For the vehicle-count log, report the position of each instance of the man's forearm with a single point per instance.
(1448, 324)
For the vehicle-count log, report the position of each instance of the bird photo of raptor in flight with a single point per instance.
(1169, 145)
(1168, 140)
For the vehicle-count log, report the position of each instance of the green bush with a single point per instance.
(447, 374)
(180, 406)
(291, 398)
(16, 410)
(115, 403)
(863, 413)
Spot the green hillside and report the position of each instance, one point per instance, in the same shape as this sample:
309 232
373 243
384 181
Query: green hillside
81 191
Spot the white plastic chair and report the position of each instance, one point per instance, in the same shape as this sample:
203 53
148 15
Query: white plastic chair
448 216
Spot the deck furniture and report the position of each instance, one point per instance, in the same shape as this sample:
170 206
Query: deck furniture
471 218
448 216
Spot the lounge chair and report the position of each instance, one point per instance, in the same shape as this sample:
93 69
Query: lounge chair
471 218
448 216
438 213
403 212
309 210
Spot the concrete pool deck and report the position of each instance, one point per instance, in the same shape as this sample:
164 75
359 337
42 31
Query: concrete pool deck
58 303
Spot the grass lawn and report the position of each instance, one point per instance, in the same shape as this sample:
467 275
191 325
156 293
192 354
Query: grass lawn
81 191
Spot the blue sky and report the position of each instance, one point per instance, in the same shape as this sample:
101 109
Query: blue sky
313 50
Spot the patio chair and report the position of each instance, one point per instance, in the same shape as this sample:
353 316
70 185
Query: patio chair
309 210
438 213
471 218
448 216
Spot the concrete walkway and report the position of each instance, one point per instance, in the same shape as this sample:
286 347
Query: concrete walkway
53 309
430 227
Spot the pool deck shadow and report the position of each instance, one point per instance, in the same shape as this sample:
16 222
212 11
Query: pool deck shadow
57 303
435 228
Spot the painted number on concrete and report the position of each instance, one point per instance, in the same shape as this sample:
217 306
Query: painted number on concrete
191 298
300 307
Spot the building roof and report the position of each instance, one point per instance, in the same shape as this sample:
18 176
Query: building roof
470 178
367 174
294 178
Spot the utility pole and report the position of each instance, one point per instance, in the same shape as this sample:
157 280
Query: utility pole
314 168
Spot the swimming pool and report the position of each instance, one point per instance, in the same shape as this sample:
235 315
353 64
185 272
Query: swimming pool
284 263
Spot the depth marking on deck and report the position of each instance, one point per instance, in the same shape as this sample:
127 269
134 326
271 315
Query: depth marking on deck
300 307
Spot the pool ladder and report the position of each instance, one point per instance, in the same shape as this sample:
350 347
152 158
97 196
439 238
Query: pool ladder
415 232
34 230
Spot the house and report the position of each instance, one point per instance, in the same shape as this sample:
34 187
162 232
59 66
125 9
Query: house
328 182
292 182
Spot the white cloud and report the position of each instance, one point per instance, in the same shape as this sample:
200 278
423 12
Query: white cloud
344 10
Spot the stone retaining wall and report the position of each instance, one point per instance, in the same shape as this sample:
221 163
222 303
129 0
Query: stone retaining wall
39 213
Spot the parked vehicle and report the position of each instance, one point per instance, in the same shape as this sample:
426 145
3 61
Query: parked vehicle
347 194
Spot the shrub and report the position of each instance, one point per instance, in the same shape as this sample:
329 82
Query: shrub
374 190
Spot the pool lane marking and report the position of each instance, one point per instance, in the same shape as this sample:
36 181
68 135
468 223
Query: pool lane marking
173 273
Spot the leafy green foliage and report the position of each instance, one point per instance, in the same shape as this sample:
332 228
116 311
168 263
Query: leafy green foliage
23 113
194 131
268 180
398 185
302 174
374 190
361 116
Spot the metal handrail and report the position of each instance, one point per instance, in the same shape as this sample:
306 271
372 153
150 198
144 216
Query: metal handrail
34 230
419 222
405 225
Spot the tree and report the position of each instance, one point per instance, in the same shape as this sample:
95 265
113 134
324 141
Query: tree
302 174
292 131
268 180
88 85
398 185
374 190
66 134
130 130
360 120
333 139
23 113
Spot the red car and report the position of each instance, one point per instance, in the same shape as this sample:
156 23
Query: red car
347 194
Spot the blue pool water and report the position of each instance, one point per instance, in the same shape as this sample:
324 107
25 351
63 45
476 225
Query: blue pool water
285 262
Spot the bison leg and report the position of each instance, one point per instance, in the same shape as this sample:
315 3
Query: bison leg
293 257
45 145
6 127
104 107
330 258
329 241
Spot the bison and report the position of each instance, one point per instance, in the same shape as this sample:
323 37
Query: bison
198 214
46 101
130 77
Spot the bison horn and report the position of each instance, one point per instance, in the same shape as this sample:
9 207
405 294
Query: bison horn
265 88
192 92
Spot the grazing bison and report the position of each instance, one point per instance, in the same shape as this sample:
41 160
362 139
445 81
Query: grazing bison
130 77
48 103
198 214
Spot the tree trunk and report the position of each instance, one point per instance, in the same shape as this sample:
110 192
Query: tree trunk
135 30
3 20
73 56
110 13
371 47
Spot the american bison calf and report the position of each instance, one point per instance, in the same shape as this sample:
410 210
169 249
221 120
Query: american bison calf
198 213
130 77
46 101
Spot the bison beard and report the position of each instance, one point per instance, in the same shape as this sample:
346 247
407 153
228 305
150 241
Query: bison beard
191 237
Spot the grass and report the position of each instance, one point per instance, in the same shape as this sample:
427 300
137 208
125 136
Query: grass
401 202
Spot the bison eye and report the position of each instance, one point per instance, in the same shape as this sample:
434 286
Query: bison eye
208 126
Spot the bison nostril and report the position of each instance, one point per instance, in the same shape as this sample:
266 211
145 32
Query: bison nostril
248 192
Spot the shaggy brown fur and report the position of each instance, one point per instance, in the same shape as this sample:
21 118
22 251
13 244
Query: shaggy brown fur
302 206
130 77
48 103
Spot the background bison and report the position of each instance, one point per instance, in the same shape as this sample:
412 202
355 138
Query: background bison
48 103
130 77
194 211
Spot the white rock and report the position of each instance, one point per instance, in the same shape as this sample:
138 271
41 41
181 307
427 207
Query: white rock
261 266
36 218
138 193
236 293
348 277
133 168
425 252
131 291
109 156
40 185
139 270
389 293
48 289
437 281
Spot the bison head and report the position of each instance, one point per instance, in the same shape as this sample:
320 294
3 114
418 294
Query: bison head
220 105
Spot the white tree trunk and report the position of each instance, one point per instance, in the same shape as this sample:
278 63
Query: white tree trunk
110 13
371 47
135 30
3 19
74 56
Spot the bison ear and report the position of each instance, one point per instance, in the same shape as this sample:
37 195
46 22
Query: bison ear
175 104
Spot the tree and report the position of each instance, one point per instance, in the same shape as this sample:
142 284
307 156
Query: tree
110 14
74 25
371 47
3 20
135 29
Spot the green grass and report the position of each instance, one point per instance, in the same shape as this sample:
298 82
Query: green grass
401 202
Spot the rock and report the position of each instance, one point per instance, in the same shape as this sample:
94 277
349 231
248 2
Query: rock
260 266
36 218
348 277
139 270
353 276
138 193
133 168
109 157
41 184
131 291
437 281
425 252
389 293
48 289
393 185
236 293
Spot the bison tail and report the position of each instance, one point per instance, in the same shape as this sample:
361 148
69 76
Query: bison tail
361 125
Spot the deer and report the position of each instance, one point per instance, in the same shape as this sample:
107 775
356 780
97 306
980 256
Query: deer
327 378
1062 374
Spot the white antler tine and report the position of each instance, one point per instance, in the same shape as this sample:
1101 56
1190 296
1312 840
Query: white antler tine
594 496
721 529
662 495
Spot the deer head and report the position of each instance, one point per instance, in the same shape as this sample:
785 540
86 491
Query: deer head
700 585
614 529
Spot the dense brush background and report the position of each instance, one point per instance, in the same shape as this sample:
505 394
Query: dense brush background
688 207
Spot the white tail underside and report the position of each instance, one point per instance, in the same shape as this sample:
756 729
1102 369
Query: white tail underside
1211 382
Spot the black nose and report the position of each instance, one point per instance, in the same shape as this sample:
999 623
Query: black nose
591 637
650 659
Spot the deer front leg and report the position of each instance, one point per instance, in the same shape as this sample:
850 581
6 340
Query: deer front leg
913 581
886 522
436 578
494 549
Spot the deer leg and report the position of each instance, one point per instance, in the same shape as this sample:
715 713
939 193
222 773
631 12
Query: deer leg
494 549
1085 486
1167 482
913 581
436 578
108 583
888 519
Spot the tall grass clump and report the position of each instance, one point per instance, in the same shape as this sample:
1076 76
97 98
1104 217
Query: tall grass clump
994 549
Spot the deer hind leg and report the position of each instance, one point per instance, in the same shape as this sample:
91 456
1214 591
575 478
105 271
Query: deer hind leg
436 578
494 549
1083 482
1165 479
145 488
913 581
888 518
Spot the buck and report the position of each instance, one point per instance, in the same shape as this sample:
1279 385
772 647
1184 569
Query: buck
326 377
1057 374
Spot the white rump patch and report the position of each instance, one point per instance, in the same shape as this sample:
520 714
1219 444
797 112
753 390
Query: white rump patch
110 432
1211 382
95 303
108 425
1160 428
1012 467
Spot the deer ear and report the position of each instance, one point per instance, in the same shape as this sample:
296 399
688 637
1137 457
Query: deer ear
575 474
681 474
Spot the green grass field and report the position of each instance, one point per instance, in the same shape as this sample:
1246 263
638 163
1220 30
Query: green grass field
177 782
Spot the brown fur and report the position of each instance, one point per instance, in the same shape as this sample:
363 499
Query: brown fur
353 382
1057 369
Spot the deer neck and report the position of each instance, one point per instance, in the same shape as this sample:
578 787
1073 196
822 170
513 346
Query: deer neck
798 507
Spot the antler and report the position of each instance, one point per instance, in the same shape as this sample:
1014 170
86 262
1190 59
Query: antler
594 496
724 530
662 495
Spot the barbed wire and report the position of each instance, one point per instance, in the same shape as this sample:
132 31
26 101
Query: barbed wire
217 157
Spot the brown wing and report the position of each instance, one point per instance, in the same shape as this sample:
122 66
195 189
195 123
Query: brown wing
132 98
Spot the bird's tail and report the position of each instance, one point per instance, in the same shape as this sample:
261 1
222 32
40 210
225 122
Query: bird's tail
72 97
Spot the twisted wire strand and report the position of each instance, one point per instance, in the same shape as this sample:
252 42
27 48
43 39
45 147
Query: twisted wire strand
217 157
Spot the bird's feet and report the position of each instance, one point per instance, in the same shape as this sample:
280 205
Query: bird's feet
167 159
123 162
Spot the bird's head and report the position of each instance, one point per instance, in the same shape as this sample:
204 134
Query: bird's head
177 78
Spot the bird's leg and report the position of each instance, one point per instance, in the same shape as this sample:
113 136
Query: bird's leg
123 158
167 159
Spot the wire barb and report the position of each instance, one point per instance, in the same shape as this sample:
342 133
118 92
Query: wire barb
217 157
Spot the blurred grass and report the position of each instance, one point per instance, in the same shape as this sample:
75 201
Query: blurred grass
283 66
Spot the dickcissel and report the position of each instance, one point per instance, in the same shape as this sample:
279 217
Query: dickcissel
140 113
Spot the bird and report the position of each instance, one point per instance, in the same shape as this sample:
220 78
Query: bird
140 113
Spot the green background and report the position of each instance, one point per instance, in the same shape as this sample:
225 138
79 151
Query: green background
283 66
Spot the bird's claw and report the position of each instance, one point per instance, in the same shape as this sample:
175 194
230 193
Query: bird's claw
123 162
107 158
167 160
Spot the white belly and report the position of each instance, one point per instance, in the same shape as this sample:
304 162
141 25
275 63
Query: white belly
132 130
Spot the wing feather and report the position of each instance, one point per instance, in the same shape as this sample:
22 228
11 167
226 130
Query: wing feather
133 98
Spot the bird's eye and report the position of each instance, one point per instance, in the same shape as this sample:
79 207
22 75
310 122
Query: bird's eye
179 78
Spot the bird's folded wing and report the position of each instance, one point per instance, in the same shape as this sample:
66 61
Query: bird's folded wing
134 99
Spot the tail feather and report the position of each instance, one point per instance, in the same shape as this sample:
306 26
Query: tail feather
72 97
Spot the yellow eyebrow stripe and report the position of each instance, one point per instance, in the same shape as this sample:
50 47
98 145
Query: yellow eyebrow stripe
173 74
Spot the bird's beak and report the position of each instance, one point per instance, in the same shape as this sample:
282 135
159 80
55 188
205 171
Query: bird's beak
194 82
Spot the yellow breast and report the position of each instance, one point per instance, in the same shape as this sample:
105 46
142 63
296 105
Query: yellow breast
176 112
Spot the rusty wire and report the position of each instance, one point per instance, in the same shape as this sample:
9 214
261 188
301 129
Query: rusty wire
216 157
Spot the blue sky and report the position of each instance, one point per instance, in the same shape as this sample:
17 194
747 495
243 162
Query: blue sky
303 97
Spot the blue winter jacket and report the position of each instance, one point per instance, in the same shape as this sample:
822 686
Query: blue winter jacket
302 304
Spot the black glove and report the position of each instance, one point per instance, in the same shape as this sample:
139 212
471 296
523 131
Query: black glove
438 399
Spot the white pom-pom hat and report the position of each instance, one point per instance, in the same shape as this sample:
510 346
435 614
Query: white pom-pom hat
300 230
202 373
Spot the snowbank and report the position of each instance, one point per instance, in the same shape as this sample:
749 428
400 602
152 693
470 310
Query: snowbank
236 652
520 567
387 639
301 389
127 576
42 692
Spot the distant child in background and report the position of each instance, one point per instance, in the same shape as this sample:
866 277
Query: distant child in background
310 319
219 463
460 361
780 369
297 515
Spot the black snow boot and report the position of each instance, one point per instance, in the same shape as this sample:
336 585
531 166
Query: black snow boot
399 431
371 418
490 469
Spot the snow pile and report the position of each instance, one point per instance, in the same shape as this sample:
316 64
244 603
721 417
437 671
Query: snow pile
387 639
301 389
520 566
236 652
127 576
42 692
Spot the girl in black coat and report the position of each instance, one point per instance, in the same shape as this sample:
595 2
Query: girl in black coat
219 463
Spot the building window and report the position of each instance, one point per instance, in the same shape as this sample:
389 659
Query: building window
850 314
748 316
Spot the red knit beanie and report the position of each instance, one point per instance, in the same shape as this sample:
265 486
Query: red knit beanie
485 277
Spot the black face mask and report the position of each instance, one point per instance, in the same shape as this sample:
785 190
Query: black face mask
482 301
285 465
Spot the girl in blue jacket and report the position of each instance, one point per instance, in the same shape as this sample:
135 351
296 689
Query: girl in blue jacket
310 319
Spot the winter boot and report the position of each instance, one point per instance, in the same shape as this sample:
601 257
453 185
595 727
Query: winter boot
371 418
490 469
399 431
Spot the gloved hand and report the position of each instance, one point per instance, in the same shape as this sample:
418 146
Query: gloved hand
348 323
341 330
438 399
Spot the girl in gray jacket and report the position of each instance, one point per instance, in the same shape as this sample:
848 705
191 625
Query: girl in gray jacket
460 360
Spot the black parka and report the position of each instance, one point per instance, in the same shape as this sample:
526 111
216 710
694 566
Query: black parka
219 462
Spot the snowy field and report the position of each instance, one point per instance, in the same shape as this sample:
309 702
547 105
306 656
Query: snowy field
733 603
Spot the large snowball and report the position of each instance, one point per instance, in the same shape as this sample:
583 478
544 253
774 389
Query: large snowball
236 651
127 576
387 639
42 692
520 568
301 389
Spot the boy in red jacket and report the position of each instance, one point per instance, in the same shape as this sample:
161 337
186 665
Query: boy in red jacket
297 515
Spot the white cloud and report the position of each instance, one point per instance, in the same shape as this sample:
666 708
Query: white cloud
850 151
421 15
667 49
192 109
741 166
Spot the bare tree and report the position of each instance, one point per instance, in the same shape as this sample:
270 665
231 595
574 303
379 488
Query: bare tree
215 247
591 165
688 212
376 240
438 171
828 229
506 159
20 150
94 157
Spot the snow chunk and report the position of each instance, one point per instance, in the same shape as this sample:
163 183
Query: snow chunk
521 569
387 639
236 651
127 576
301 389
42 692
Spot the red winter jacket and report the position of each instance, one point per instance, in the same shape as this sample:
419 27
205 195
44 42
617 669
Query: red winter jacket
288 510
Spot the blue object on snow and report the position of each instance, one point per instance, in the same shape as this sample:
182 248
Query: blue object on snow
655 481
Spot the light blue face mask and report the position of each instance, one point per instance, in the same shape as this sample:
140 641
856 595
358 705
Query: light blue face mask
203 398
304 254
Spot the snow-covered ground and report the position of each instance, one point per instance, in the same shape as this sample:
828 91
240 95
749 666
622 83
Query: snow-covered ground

_ _ _ _ _

PROBLEM DETAILS: Copy the rows above verbatim, starting at the very first row and ending at the line that contains "(1448, 324)".

COMPLETED EXERCISE:
For the vehicle-count log, report the position of each instance of the man's forearm with a single point per instance.
(1448, 324)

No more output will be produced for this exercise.